"""
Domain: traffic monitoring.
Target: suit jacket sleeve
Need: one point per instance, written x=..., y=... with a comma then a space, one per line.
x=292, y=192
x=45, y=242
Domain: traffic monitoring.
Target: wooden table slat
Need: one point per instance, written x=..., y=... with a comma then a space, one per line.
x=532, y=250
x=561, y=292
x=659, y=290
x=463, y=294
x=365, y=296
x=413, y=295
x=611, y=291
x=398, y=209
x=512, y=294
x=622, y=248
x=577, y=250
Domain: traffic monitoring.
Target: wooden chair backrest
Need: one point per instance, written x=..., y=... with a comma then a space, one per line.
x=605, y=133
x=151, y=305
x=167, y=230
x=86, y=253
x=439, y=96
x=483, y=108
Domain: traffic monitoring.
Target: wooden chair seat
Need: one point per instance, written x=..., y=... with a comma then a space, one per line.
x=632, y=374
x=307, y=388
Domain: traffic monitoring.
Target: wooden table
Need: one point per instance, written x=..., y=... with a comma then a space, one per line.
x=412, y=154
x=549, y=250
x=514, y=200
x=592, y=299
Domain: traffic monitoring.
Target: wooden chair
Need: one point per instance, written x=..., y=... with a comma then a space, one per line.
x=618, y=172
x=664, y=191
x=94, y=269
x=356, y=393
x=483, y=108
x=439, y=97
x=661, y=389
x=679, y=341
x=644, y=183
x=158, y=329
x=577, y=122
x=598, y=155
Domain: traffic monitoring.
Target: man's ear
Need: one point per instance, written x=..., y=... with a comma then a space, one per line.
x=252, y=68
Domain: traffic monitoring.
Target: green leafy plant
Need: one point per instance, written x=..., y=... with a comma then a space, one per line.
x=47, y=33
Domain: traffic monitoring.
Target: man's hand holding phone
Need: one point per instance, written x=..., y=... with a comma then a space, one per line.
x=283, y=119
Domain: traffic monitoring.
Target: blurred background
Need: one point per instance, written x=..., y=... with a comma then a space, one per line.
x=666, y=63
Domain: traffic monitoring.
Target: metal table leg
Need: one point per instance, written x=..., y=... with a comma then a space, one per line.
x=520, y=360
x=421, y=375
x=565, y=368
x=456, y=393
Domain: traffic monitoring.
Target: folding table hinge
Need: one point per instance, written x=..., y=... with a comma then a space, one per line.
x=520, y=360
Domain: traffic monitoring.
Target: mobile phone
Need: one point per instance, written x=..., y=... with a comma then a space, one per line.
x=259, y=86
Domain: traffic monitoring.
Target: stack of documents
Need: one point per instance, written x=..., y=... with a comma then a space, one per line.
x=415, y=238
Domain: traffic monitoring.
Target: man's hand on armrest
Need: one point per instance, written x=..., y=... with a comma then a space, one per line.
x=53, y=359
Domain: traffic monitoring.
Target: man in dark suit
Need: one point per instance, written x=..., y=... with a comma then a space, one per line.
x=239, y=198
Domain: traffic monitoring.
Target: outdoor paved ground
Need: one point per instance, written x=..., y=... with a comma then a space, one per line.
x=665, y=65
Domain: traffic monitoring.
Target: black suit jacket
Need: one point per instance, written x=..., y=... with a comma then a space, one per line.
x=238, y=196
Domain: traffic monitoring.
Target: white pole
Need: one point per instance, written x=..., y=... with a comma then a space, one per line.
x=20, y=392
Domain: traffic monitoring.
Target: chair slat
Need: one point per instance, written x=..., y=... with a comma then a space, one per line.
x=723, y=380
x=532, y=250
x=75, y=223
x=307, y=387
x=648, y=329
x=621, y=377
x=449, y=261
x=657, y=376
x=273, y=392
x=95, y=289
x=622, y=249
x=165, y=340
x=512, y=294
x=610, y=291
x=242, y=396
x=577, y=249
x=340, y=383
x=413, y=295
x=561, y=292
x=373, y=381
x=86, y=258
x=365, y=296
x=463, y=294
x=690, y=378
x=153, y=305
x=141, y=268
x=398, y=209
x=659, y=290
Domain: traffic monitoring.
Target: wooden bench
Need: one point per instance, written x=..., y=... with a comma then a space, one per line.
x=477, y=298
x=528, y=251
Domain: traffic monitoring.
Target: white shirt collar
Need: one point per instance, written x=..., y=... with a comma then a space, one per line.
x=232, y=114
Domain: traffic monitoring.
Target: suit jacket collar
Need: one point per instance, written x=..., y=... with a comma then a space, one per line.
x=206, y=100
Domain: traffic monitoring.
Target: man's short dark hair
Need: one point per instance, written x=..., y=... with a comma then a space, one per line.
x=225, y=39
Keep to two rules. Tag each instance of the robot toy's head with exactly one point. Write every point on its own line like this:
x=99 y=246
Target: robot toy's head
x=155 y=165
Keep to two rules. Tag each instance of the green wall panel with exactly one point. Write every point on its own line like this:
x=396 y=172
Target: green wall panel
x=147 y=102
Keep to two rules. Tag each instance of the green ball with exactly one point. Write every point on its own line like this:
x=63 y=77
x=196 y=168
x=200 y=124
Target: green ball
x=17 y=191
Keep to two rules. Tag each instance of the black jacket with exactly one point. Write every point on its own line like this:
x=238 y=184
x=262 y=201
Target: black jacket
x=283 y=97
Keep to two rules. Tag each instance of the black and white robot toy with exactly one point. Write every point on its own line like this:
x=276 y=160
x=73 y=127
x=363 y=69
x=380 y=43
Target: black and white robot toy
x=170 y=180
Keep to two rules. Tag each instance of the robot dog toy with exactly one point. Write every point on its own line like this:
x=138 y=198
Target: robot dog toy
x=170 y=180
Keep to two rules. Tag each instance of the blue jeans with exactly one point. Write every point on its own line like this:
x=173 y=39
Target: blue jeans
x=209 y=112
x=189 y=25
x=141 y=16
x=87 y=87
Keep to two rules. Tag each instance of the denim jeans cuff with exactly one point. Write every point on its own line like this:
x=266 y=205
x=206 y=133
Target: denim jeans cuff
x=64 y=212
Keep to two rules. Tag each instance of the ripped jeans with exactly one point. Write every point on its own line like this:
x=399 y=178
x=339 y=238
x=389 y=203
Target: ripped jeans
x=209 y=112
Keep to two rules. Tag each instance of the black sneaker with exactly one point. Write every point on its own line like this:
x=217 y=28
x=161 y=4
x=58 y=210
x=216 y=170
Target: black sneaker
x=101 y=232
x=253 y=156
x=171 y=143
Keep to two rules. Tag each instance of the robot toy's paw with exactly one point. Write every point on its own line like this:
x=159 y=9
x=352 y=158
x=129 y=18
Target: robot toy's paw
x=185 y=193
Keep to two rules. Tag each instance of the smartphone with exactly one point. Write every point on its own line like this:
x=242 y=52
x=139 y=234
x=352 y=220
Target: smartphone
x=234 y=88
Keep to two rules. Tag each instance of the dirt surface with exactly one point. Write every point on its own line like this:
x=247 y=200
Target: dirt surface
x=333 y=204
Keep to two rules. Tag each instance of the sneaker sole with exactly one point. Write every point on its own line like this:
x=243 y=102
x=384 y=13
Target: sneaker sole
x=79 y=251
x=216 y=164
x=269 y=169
"""
Your task: Exact copies of every record above are required.

Task output:
Domain: traffic monitoring.
Target: suit jacket sleeve
Need: one point per instance, written x=..., y=... with a comma then a space, one per line.
x=292, y=192
x=45, y=242
Domain: traffic monitoring.
Target: wooden table slat
Need: one point per instance, written x=..., y=... with a comma then a space, one per line.
x=532, y=250
x=561, y=292
x=659, y=290
x=463, y=294
x=365, y=296
x=413, y=295
x=611, y=291
x=398, y=209
x=512, y=294
x=622, y=248
x=577, y=250
Domain: traffic monitoring.
Target: wooden chair backrest
Need: one point per instance, written x=..., y=... with a comma then a space, one per line.
x=605, y=133
x=151, y=305
x=167, y=230
x=86, y=253
x=439, y=96
x=483, y=108
Domain: traffic monitoring.
Target: wooden chair seat
Need: one point per instance, written x=..., y=... with a comma then a space, one per line.
x=632, y=374
x=307, y=388
Domain: traffic monitoring.
Target: wooden table
Need: one point per instance, written x=..., y=... with a comma then a space, one per line.
x=412, y=154
x=549, y=250
x=514, y=200
x=592, y=299
Domain: traffic monitoring.
Target: wooden chair
Need: one point per instance, written x=..., y=... with a comma then a space, one per line.
x=618, y=172
x=664, y=191
x=94, y=269
x=356, y=393
x=483, y=108
x=439, y=97
x=661, y=389
x=679, y=341
x=644, y=183
x=158, y=329
x=577, y=122
x=598, y=155
Domain: traffic monitoring.
Target: man's ear
Need: one point per instance, written x=..., y=... with a comma then a space, one per line.
x=252, y=68
Domain: traffic monitoring.
Target: green leafy plant
Need: one point per instance, written x=..., y=... with a comma then a space, one per line.
x=47, y=33
Domain: traffic monitoring.
Target: man's hand holding phone
Need: one point per instance, written x=..., y=... with a comma then a space, one per line.
x=283, y=119
Domain: traffic monitoring.
Target: blurred background
Need: one point per instance, written x=..., y=... with a comma then a space, one per line.
x=666, y=63
Domain: traffic monitoring.
Target: metal table leg
Need: one point per instance, written x=..., y=... with a comma then a space, one per line.
x=520, y=360
x=421, y=375
x=565, y=368
x=456, y=393
Domain: traffic monitoring.
Target: folding table hinge
Need: one point per instance, written x=..., y=... with a comma then a space, one per line.
x=520, y=360
Domain: traffic monitoring.
Target: mobile phone
Need: one point per instance, written x=..., y=... with a comma then a space, one per line.
x=259, y=86
Domain: traffic monitoring.
Target: stack of documents
Need: one point per instance, written x=..., y=... with a comma then a space, one per line.
x=415, y=238
Domain: traffic monitoring.
Target: man's hand on armrest
Need: one point per instance, written x=..., y=... with a comma then a space, one per line.
x=53, y=359
Domain: traffic monitoring.
Target: man in dark suit
Need: one point per instance, written x=..., y=... with a comma then a space, one per line.
x=239, y=198
Domain: traffic monitoring.
Target: outdoor paved ground
Need: one point per instance, written x=..., y=... with a comma then a space, one per line.
x=665, y=65
Domain: traffic monitoring.
Target: black suit jacket
Need: one point per instance, written x=..., y=... with a comma then a space, one per line.
x=238, y=196
Domain: traffic monitoring.
Target: white pole
Need: one point per instance, written x=..., y=... with a comma then a space, one per line.
x=20, y=392
Domain: traffic monitoring.
Target: chair slat
Need: one point per instance, written x=..., y=... with a comma then a space, one per line.
x=723, y=380
x=532, y=250
x=75, y=223
x=307, y=387
x=648, y=329
x=621, y=377
x=449, y=261
x=657, y=376
x=273, y=392
x=95, y=289
x=622, y=249
x=165, y=340
x=512, y=294
x=610, y=291
x=242, y=396
x=577, y=249
x=340, y=383
x=413, y=295
x=561, y=292
x=373, y=381
x=86, y=258
x=365, y=296
x=463, y=294
x=690, y=378
x=153, y=305
x=141, y=268
x=398, y=209
x=659, y=290
Domain: traffic monitoring.
Target: wooden bench
Need: one point per instance, written x=..., y=... with a comma then a space, one per line.
x=477, y=298
x=528, y=251
Domain: traffic monitoring.
Target: white shirt collar
Need: one point per instance, written x=..., y=... with a comma then a space, one per line.
x=232, y=114
Domain: traffic monitoring.
Target: suit jacket collar
Need: one point per instance, written x=..., y=... with a comma then a space, one per line.
x=206, y=100
Domain: traffic monitoring.
Target: man's short dark hair
Need: one point per instance, written x=..., y=... with a comma then a space, one per line.
x=225, y=39
Keep to two rules. Tag each instance of the robot toy's head with exactly one point. Write every point on its own line like this:
x=99 y=246
Target: robot toy's head
x=155 y=165
Keep to two rules. Tag each instance of the green wall panel with exactly one point. Write every point on its own line like this:
x=396 y=172
Target: green wall panel
x=147 y=102
Keep to two rules. Tag each instance of the green ball with exactly one point. Write every point on its own line like this:
x=63 y=77
x=196 y=168
x=200 y=124
Target: green ball
x=17 y=191
Keep to two rules. Tag each instance of the black jacket with exactly one point. Write every point on its own line like this:
x=238 y=184
x=262 y=201
Target: black jacket
x=283 y=97
Keep to two rules. Tag each instance of the black and white robot toy with exactly one point. Write every point on its own line like this:
x=276 y=160
x=73 y=127
x=363 y=69
x=380 y=43
Target: black and white robot toy
x=170 y=180
Keep to two rules. Tag each instance of the robot dog toy with exactly one point. Write every point on its own line like this:
x=138 y=198
Target: robot dog toy
x=170 y=180
Keep to two rules. Tag each instance of the blue jeans with exactly one point. Write every point on its own line like this:
x=173 y=39
Target: blue jeans
x=209 y=112
x=189 y=25
x=141 y=16
x=87 y=87
Keep to two rules. Tag each instance of the denim jeans cuff with exactly one point. Write every point on its own line like this:
x=266 y=205
x=206 y=133
Target: denim jeans cuff
x=64 y=212
Keep to two rules. Tag each instance of the ripped jeans with exactly one point. Write every point on its own line like this:
x=399 y=178
x=339 y=238
x=389 y=203
Target: ripped jeans
x=209 y=112
Keep to two rules. Tag each instance of the black sneaker with exactly one point. Write every point on its own line like this:
x=217 y=28
x=161 y=4
x=58 y=210
x=216 y=170
Target: black sneaker
x=101 y=232
x=253 y=156
x=171 y=143
Keep to two rules. Tag each instance of the robot toy's paw with exactly one point. Write every point on its own line like this:
x=159 y=9
x=352 y=158
x=129 y=18
Target: robot toy's paw
x=185 y=193
Keep to two rules. Tag each instance of the smartphone with exactly one point. Write every point on its own line like this:
x=242 y=52
x=139 y=234
x=352 y=220
Target: smartphone
x=234 y=88
Keep to two rules. Tag each instance of the dirt surface with exactly one point. Write every point on its own line like this:
x=247 y=200
Target: dirt surface
x=333 y=204
Keep to two rules. Tag each instance of the sneaker sole with exactly one point. Write every point on its own line like this:
x=243 y=102
x=384 y=13
Target: sneaker sole
x=79 y=251
x=216 y=164
x=269 y=169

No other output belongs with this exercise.